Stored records
========================================

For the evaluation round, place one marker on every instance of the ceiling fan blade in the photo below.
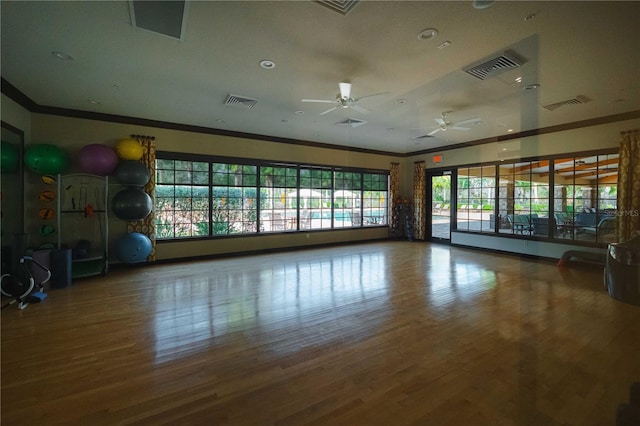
(322, 101)
(475, 120)
(345, 90)
(360, 109)
(371, 95)
(328, 111)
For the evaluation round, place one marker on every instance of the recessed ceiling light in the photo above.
(482, 4)
(62, 56)
(267, 64)
(427, 34)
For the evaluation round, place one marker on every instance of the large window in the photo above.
(476, 198)
(182, 199)
(569, 197)
(209, 198)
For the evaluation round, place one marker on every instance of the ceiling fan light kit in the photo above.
(344, 99)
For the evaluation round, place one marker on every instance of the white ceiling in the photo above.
(590, 49)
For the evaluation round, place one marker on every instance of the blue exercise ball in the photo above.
(133, 248)
(131, 204)
(131, 172)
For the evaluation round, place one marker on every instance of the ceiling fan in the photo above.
(344, 100)
(444, 125)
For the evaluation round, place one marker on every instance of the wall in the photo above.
(17, 116)
(73, 133)
(569, 141)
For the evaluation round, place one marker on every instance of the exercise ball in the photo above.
(46, 159)
(129, 149)
(131, 172)
(98, 159)
(131, 204)
(9, 157)
(133, 248)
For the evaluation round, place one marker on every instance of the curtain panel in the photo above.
(628, 198)
(147, 225)
(394, 191)
(419, 203)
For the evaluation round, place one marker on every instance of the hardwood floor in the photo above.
(385, 333)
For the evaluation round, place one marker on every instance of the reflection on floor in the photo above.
(389, 333)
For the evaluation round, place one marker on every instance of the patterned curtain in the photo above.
(628, 222)
(419, 202)
(147, 225)
(394, 191)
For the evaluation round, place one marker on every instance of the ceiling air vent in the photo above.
(573, 101)
(351, 122)
(341, 6)
(240, 101)
(163, 17)
(495, 66)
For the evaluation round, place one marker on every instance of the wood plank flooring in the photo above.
(385, 333)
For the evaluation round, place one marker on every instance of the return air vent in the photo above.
(240, 101)
(351, 122)
(492, 67)
(573, 101)
(341, 6)
(168, 18)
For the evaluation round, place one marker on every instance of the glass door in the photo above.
(440, 200)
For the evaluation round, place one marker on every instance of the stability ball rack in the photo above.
(83, 222)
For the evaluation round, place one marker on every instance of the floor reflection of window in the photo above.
(190, 313)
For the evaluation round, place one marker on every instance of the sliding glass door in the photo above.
(440, 201)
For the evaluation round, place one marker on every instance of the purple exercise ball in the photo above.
(98, 159)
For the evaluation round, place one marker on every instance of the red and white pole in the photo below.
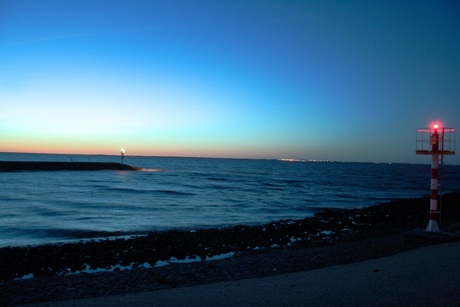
(434, 211)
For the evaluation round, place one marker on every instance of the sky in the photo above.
(326, 80)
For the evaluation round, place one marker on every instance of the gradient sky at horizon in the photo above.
(331, 80)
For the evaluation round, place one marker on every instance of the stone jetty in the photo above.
(11, 166)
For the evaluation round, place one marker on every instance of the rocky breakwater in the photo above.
(11, 166)
(325, 228)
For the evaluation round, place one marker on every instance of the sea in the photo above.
(171, 193)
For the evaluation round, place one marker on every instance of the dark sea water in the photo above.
(190, 193)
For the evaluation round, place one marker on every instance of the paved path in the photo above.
(429, 276)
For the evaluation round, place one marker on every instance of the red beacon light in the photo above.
(436, 142)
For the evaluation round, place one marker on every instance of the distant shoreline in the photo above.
(12, 166)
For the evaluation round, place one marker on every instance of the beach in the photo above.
(331, 237)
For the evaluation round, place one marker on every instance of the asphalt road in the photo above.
(428, 276)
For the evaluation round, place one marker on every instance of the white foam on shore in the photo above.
(118, 267)
(193, 259)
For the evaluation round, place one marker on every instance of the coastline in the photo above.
(12, 166)
(329, 238)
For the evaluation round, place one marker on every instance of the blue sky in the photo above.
(333, 80)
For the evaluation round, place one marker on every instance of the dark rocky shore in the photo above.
(330, 237)
(12, 166)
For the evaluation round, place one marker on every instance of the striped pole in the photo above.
(434, 211)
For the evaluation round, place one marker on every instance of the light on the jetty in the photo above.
(122, 152)
(435, 141)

========================================

**Goal**
Convert the records from the line containing "rocky shore in the photo above." through the end of the records into a two-column CSV headed text and answer, with one row per record. Put each record's wording in the text column and its answer in the answer column, quoting every field and replacing line breaks with spaces.

**Expected output**
text,answer
"For the evaluation round, place one marker on every instance of the dark rocky shore in the photo above.","(330, 237) (12, 166)"
"For the evaluation round, place one marker on every instance of the striped pole in the photo above.","(434, 211)"
"For the evaluation round, place one marker on every instance of the light on the jetty in the photo above.","(122, 152) (435, 141)"